● ИСХОДНЫЙ ТЕКСТ:

+++

РУССКАЯ ЛЕТОПИСЬ И ЕЕ СКАЗАНИЯ О ДРЕВНИХ ВРЕМЕНАХ.

Происхождение и первые начатки Русского Летописанья. Повесть Временных Лет. Общественные причины ее появления. Основной характер Русского Летописанья. Оно составляется людьми городскими, самим обществом. Печерский монастырь, как святилище народного просвещения. Последующая история Русского Летописанья. - Летописные предания о расселении Славян. Круговая европейская дорога мимо Киева. Основатели Киева. Первоначальная жизнь родом. Различие быта патриархального и родового. Род - колено братьев. Состав рода. Миф Трояна. Городок, как первоначальное родовое-волостное гнездо. Происхождение города, как дружины. Первоначальный городовой промысл. Богатырские былины воспевают древнейший городовой быт. Стольно-Киевский князь Владимир есть эпический образ стольного города.

+++

● ПЕРЕЧЕНЬ СТРОК:
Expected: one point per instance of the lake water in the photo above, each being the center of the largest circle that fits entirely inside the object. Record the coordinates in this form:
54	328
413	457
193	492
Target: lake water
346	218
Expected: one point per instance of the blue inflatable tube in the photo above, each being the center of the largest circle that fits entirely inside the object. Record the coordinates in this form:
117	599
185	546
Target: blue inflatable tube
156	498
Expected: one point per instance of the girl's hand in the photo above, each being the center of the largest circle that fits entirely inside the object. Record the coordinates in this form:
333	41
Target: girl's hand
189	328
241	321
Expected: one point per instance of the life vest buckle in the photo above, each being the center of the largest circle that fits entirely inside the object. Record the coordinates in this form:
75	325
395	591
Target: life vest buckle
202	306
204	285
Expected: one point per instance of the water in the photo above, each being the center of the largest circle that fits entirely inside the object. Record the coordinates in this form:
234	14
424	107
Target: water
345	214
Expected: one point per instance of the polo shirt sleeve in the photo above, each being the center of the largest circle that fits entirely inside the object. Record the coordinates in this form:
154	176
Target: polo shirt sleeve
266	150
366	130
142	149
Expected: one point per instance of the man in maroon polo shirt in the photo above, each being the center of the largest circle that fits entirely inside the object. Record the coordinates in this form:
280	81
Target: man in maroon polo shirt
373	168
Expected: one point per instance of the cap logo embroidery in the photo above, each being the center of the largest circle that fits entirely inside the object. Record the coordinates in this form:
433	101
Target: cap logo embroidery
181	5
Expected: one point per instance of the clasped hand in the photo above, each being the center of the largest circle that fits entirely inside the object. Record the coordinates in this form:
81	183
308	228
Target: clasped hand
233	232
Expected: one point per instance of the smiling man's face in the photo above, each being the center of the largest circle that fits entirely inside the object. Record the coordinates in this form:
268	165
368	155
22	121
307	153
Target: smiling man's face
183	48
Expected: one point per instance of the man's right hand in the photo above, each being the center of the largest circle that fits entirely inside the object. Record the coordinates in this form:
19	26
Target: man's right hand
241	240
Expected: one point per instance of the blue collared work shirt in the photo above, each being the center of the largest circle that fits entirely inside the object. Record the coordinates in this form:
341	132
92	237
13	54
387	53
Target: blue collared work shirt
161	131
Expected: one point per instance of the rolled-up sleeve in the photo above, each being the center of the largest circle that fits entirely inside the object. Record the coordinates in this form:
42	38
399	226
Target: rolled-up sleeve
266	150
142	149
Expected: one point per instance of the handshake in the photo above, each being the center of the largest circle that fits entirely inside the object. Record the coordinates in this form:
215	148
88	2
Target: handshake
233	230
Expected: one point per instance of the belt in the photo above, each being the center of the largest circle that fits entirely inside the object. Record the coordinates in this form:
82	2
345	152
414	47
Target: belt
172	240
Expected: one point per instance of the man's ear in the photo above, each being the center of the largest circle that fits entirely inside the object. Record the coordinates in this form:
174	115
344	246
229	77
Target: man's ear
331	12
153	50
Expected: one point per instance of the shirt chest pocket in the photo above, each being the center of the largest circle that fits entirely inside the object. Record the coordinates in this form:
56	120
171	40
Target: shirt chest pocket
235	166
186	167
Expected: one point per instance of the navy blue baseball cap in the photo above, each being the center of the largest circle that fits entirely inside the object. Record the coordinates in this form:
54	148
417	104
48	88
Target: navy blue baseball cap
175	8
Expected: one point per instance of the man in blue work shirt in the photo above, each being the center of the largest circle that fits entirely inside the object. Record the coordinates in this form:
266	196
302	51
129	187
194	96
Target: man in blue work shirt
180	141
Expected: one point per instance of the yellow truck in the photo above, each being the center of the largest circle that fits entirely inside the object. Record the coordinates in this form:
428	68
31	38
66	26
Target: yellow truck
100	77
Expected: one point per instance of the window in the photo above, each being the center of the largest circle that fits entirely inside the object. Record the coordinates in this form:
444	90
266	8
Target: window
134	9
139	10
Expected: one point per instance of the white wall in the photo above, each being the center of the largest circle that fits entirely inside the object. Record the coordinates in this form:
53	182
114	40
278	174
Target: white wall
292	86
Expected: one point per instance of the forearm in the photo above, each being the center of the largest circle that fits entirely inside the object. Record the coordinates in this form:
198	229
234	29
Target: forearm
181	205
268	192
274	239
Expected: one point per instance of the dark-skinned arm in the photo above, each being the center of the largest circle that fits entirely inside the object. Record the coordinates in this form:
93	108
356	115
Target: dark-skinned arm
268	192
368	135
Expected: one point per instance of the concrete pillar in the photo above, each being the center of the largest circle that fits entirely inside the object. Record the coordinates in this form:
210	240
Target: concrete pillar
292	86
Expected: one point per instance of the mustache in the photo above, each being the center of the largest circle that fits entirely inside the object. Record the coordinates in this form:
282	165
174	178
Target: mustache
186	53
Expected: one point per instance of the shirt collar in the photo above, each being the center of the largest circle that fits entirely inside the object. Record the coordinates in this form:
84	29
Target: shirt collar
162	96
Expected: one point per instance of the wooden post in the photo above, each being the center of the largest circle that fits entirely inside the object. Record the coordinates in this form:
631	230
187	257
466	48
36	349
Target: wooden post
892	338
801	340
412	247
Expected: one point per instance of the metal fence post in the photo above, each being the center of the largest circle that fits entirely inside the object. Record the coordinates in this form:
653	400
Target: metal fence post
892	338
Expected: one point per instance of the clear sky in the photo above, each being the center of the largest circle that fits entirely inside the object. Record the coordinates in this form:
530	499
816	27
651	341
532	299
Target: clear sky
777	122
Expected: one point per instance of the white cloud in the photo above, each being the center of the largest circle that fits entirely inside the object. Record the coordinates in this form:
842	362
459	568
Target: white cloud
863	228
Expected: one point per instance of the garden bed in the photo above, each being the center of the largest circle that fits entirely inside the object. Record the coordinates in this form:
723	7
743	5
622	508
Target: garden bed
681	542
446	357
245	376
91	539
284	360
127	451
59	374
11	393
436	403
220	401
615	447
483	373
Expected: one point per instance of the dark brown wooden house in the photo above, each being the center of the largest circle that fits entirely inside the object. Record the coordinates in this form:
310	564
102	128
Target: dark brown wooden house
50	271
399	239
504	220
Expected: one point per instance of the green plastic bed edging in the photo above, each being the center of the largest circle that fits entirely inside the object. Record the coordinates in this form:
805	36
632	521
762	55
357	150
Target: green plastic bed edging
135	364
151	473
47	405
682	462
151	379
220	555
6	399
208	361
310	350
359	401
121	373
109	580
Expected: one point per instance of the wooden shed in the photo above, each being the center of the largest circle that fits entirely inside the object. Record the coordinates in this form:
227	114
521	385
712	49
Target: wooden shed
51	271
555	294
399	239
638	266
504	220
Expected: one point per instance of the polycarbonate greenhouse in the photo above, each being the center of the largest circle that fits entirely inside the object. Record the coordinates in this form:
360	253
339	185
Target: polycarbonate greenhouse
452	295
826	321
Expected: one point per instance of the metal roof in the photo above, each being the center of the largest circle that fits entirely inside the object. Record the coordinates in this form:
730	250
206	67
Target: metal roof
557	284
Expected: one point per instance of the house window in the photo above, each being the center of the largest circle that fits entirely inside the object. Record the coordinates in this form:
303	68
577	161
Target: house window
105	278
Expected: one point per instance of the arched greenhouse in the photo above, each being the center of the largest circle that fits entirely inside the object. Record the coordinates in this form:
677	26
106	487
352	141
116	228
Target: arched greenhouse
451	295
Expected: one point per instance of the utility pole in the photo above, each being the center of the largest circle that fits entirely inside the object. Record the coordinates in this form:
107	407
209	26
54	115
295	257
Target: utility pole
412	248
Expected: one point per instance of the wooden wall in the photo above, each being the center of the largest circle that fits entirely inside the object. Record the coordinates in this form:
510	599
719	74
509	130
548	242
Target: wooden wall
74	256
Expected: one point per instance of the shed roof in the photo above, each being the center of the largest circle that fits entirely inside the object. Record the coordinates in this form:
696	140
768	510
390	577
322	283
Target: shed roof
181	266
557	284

+++

● ПОСТАНОВКА ЗАДАЧИ:
Продублируйте дословно и целиком исходный текст о русской летописи и ее сказаниях о древних временах.

● РЕЗУЛЬТАТ ВЫПОЛНЕНИЯ:
РУССКАЯ ЛЕТОПИСЬ И ЕЕ СКАЗАНИЯ О ДРЕВНИХ ВРЕМЕНАХ.

Происхождение и первые начатки Русского Летописанья. Повесть Временных Лет. Общественные причины ее появления. Основной характер Русского Летописанья. Оно составляется людьми городскими, самим обществом. Печерский монастырь, как святилище народного просвещения. Последующая история Русского Летописанья. - Летописные предания о расселении Славян. Круговая европейская дорога мимо Киева. Основатели Киева. Первоначальная жизнь родом. Различие быта патриархального и родового. Род - колено братьев. Состав рода. Миф Трояна. Городок, как первоначальное родовое-волостное гнездо. Происхождение города, как дружины. Первоначальный городовой промысл. Богатырские былины воспевают древнейший городовой быт. Стольно-Киевский князь Владимир есть эпический образ стольного города.